═════ SOURCE DATA ═════

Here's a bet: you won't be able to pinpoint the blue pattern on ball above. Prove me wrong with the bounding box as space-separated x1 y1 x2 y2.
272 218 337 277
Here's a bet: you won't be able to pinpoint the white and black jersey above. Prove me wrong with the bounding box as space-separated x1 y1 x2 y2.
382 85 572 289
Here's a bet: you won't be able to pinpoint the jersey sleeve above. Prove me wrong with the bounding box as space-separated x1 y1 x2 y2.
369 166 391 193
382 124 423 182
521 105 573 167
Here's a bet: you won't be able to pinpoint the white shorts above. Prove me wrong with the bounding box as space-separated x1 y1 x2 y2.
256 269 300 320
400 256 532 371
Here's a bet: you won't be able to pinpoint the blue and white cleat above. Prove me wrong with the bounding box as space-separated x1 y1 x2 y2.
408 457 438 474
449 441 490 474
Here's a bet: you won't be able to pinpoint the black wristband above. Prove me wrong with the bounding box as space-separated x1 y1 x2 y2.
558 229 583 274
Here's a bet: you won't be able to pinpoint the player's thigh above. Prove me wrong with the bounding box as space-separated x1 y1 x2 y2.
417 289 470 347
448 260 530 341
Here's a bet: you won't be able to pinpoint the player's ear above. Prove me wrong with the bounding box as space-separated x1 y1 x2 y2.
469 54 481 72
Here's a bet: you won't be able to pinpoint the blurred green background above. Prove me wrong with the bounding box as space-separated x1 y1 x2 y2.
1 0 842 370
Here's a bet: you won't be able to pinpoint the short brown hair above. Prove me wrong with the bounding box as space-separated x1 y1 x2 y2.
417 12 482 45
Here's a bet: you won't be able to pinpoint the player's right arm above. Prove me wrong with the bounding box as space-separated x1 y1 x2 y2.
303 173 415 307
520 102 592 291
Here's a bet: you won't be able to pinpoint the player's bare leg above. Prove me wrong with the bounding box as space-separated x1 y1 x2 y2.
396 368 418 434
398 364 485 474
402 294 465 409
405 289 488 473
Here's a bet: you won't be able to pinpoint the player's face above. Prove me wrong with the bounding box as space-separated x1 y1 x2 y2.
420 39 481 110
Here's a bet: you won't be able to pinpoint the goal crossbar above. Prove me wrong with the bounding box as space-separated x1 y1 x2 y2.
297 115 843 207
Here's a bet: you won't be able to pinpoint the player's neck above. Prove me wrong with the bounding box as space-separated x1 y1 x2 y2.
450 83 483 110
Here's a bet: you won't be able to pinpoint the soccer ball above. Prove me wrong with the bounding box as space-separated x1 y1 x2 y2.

═════

Every record needs to be reproduced exactly, with none skipped.

Here's a bet: you won't be able to pinpoint the blue pattern on ball above. Prove me wrong with the bounding box as space-separated x1 y1 x2 y2.
272 218 337 277
Here's a bet: you won't be able to pinpoint the white and black jersey above. Prove me wrong with the bounding box as space-separated x1 y1 x2 y2.
382 85 572 289
Here's a bet: you won't be able to pinpoint the jersey sleeve above. Prove me wrong with the bounding box as space-separated x1 y1 x2 y2.
369 166 391 193
382 124 423 182
521 105 573 167
Here's a bet: you won't be able to pinpoint the white shorts above. Prove me wrong with the bounding box as space-separated x1 y1 x2 y2.
256 269 300 320
400 256 532 371
Here's a bet: you won't be able to pinpoint the blue and white cleat above. Prove me wrong with the bounding box as space-separated x1 y1 x2 y2.
408 457 438 474
449 441 490 474
Here's a bet: you won't be able to pinpoint the black wristband above. Prove me wrong with the bounding box as space-separated x1 y1 x2 y2.
558 229 583 274
Here's a bet: you won't be able to pinpoint the player's thigh above. Prove me wrong with the bounding box as space-separated x1 y1 x2 y2.
417 289 470 347
448 260 530 341
Here's a bet: you won't be able to pinpoint the player's ear above. Prove me wrong with the bounding box as space-separated x1 y1 x2 y2.
469 54 481 72
Here's a bet: you won't be able to pinpoint the blurred green background above. Prove me wrong with the bounding box as space-separated x1 y1 x2 y2.
1 0 842 370
Here's a bet: you won't be able to pinpoint the short brown hair above. Prove me wrong with the bounding box as space-separated x1 y1 x2 y2.
417 12 482 45
Here's a bet: you won't be able to pinpoint the player's right arm above. Prove me wrong with the bounding box as space-separated x1 y1 x2 y2.
303 173 415 307
520 102 592 291
Here's a bet: you won't be able to pinpoint the player's bare leg above. Prove me wrong with the bounding box as space-separated x1 y1 x2 y2.
396 368 418 434
398 364 485 474
402 294 465 409
405 289 488 473
Here's a bet: you won't be able to pinpoint the player's face above. Prove me wrong with the bounding box as space-separated x1 y1 x2 y2.
420 39 481 110
Here's a bet: you won't be able to pinpoint the goal crossbar above. Prove me wrong with the bounding box as space-separated x1 y1 x2 y2.
297 115 843 207
Here's a bet: you won't be able to pinpoint the player's neck above. Prove me wrong with the bounding box as space-separated x1 y1 x2 y2.
450 83 483 110
Here's a bet: you won't be able to pinpoint the soccer ball above. Prove me wrong with the bounding box as space-separated x1 y1 x2 y2.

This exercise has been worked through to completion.